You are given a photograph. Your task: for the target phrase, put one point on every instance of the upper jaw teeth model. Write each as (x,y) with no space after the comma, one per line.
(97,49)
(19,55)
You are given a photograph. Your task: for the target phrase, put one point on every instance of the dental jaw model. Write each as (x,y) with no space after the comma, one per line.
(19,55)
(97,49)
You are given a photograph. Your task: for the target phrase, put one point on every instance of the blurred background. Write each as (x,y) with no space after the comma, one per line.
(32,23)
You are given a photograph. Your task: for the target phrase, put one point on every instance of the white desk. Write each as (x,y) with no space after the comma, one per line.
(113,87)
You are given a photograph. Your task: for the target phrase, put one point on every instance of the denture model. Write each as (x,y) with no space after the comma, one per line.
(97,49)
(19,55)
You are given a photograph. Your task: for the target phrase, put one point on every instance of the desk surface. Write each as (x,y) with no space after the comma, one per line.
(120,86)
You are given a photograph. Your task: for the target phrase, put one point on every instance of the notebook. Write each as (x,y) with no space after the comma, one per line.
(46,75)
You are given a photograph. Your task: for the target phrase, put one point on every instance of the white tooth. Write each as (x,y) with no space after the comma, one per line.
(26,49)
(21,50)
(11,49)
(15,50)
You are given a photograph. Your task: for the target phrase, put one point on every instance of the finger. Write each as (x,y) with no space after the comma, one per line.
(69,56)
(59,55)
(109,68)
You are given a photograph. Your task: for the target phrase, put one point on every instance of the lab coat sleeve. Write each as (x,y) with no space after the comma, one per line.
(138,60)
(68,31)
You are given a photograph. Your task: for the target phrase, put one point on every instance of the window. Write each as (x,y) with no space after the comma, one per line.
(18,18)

· · ·

The only acceptable answer is the full set of entries, repeated exactly.

You are given a photograph. Your task: for the target phrase, put one point on every instance of the upper jaw teeth model. Write each as (x,y) with no space after the comma, one per line.
(97,49)
(19,55)
You are given a photograph. Your task: for the target phrase, put one point on every instance of the dental jaw model. Write each as (x,y) with no space after the comma, one per line.
(19,55)
(97,49)
You are given a photograph. Your task: for the target phrase, put one point on every instance of the blurred background. Write each as (x,y) with no space after the comma, one per line.
(32,23)
You are given a photograph. Your task: for the target phrase, put one point on every instance of the white desk. Write each as (x,y) with no space after the comma, one per line.
(113,87)
You are given a photograph. Your task: for the target phrase, put one point on every instance of the denture model. Write each as (x,y) with no space after the comma, one per line.
(97,49)
(19,55)
You are given a photograph. Your task: for the target phrase, put one point on every instance of the desk surface. Write each as (x,y) with no space after the comma, one per line.
(120,86)
You are given a photograph. Your task: for the target phrase, put one point on every instance of the notebook. Write each as (x,y) with no space after the comma, one per line.
(46,75)
You are given a photograph. Your task: for the target phrase, put one point on every instance of the white tooth. Write each as (x,y) with no space after the comma, one per line.
(26,49)
(21,50)
(11,49)
(15,50)
You are given a photograph. Your task: for the target phrase, put one point on every instance of the finger. Write each as (x,y) with no space after the comma, one per line.
(69,56)
(59,55)
(109,68)
You are given a photograph. Your task: for the target phrase, put one point on every instance of the lab coat sleeve. Write each as (x,y) with no space after the comma, one per line.
(138,60)
(68,31)
You are given a photograph. Your task: for the target phrase, put one point on every instance of the window. Write each as (x,y) with no space after the comma, one per line.
(18,18)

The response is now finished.